Given problem A:
Count the lines of the records that contain the word "instance" and reply with the number only.

Reading passage:

--------------------

I wrote the following Ruby script several years ago and have been using it often ever since on a Bioinformatics computer cluster.
It pulls out a list of hosts from the Torque queuing system qnodes
. It ssh
'es and runs a command on all the nodes. Then it prints the output and/or errors in a defined order (alphabetical sort of the hostnames).
A nice feature: results are printed immediately for the host that is next in the order.
I would like to use it as an example for a Ruby workshop. Could you please suggest best-practice and design pattern improvements?
#!/usr/bin/ruby
EXCLUDE = [/girkelab/, /biocluster/, /parrot/, /owl/]
require "open3"
# Non-interactive, no password asking, and seasonable timeouts
SSH_OPTIONS = ["-o PreferredAuthentications=publickey,hostbased,gssapi,gssapi-with-mic",
"-o ForwardX11=no",
"-o BatchMode=yes",
"-o SetupTimeOut=5",
"-o ServerAliveInterval=5",
"-o ServerAliveCountMax=2"
].join(" ")
SSH = "/usr/bin/ssh #{SSH_OPTIONS}"
MKDIR = "/bin/mkdir"
raise "Pleae give this command at least one argument" if ARGV.size < 1
COMMAND = ARGV[0..-1].join(' ')
output_o = {}
output_e = {}
IO_CONNECTIONS_TO_REMOTE_PROCESSES = {}
def on_all_nodes(&block)
nodes = []
Kernel.open('|qnodes | grep -v "^ " | grep -v "^$"') do |f|
while line = f.gets
i = line.split(' ').first
nodes.push(i) if EXCLUDE.select{|x| i =~ x}.empty?
end
end
nodes.sort.each {|n| block.call(n)}
end
# Create processes
on_all_nodes do |node|
stdin, stdout, stderr = Open3.popen3("#{SSH} #{node} \"#{COMMAND}\"")
IO_CONNECTIONS_TO_REMOTE_PROCESSES[node] = [stdin, stdout, stderr]
end
has_remote_errors = false
# Collect results
on_all_nodes do |node|
stdin, stdout, stderr = IO_CONNECTIONS_TO_REMOTE_PROCESSES[node]
stdin.close
e_thread = Thread.new do
while line = stderr.gets
line.chomp!
STDERR.puts "#{node} ERROR: #{line}"
has_remote_errors = true
end
end
o_thread = Thread.new do
while line = stdout.gets
line.chomp!
puts "#{node} : #{line}"
end
end
# Let the threads finish
t1 = nil
t2 = nil
while [t1, t2].include? nil
if t1.nil?
t1 = e_thread.join(0.1) # Gives 1/10 of a second to STDERR
end
if t2.nil?
t2 = o_thread.join(0.1) # Give 1/10 of a second to STDOUT
end
end
end
exit(1) if has_remote_errors

--------------------

Entries:
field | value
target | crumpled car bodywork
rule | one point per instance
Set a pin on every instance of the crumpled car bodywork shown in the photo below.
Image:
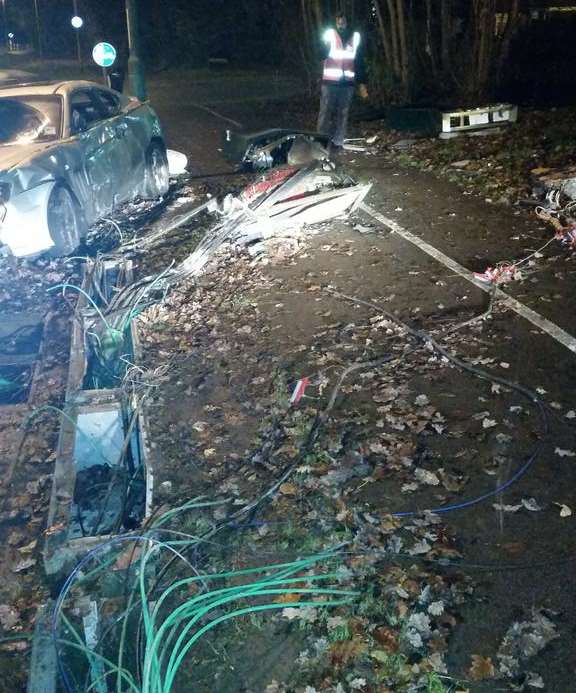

--------------------

Given problem B:
Copy word for word the part of the Ruby script post that begins at the words "I wrote the" and stops after "design pattern improvements?".

Right answer A:
2

Right answer B:
I wrote the following Ruby script several years ago and have been using it often ever since on a Bioinformatics computer cluster.
It pulls out a list of hosts from the Torque queuing system qnodes
. It ssh
'es and runs a command on all the nodes. Then it prints the output and/or errors in a defined order (alphabetical sort of the hostnames).
A nice feature: results are printed immediately for the host that is next in the order.
I would like to use it as an example for a Ruby workshop. Could you please suggest best-practice and design pattern improvements?